From the data that follows, copy every line with the string "woman".

☆ ☆ ☆

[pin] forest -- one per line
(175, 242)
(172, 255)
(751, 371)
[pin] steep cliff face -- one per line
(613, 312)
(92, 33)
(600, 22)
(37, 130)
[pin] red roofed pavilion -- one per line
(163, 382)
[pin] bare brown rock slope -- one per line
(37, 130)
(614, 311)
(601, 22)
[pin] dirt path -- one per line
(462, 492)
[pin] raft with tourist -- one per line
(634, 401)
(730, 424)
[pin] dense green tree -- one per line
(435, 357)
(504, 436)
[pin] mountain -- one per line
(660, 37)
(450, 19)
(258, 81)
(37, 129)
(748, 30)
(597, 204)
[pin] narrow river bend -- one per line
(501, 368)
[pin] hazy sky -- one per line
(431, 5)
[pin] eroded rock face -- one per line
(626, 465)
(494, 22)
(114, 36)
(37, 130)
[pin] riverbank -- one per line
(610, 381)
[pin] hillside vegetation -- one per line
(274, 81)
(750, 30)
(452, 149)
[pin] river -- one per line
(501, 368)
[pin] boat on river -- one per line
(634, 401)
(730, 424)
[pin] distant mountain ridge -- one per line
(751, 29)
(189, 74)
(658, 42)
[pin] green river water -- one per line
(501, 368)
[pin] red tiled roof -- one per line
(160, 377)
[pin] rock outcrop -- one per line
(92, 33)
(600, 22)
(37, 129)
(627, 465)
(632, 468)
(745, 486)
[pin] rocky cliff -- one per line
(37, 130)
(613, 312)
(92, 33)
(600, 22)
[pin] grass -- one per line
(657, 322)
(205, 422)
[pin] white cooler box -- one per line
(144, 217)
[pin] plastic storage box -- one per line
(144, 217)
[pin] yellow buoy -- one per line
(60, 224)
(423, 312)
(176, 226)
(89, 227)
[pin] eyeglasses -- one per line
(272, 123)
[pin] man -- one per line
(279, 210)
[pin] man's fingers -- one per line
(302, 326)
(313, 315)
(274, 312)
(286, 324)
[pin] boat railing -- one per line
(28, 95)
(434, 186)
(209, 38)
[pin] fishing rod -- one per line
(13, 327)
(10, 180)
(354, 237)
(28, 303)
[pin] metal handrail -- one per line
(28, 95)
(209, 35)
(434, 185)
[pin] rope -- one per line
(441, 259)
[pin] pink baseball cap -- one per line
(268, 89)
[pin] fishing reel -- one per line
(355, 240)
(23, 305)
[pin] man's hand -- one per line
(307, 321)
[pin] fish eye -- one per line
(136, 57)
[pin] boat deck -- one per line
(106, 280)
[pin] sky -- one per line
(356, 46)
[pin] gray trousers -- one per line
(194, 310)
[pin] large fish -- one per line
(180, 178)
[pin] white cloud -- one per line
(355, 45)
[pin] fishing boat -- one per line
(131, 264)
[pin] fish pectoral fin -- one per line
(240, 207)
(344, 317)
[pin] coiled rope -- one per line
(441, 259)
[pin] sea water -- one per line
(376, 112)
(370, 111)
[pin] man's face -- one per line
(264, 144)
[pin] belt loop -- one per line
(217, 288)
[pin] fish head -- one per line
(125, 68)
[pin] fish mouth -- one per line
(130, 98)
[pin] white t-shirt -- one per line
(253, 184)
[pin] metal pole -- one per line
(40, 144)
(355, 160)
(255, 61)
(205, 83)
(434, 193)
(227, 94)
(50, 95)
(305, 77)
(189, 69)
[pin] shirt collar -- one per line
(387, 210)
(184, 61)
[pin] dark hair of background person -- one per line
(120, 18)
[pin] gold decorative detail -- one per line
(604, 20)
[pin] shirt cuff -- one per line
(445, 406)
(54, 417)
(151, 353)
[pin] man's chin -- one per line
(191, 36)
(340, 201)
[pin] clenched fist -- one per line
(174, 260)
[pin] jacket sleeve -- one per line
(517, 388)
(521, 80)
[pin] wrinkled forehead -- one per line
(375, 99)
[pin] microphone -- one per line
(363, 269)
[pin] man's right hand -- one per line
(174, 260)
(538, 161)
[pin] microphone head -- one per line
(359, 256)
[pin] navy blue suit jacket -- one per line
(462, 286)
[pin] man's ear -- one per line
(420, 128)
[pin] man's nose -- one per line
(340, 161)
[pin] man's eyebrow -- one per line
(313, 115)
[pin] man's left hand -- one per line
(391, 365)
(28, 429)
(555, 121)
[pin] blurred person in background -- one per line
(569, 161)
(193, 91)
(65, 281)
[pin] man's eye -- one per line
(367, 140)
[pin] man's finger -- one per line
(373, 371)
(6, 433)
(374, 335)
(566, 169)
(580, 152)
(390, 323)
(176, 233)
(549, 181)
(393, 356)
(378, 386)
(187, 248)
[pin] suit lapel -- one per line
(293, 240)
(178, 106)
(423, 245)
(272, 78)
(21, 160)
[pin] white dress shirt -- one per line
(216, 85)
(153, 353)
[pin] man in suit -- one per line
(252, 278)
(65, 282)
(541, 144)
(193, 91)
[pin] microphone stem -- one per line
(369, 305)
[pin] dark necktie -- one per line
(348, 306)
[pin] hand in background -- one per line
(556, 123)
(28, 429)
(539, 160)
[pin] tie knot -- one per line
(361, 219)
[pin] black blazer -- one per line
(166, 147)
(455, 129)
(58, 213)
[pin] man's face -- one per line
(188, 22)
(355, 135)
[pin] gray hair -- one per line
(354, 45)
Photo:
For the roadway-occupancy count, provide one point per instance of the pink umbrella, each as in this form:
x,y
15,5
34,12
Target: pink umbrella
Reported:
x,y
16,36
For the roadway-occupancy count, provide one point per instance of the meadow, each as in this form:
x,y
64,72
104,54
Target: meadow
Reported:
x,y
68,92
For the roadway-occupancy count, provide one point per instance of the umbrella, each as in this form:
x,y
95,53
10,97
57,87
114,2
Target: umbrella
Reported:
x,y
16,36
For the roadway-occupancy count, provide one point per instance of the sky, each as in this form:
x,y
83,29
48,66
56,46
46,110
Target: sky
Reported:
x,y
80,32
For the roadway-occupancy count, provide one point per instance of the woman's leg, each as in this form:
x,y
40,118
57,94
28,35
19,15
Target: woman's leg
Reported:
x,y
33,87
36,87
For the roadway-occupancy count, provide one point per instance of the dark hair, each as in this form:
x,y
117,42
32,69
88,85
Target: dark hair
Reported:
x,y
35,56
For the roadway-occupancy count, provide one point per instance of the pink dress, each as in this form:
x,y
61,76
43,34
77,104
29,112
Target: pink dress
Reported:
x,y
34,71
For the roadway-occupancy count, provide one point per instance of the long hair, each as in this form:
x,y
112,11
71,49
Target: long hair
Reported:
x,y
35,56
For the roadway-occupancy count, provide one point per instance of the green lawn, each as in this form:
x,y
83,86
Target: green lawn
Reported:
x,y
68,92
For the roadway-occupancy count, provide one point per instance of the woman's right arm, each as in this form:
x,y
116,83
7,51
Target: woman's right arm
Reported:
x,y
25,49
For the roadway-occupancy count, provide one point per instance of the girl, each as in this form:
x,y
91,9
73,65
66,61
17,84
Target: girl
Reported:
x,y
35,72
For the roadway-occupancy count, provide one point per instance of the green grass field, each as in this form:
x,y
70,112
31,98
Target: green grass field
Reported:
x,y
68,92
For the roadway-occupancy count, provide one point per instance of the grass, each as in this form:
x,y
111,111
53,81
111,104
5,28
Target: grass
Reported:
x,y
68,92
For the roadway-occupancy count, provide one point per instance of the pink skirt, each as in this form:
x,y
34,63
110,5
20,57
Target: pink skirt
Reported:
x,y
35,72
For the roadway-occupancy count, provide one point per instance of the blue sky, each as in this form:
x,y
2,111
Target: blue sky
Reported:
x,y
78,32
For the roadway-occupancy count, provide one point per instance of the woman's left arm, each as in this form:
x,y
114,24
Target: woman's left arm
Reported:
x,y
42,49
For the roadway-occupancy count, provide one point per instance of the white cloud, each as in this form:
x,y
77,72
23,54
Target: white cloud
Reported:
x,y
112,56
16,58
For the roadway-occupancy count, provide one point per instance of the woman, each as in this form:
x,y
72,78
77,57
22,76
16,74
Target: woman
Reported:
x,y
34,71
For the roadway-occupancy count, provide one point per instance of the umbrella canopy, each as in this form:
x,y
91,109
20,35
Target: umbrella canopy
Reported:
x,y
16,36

☆ ☆ ☆

Your response:
For the roadway-occupancy count, provide one point per instance of the woman's leg, each as in this form:
Target: woman's leg
For the roadway-occupancy count, provide one point per instance of the woman's right arm, each as in this form:
Target: woman's right arm
For the roadway-occupancy count, provide one point per instance of the woman's left arm, each as in this form:
Target: woman's left arm
For the roadway-occupancy count, provide one point per instance of the woman, each as in this form:
Target: woman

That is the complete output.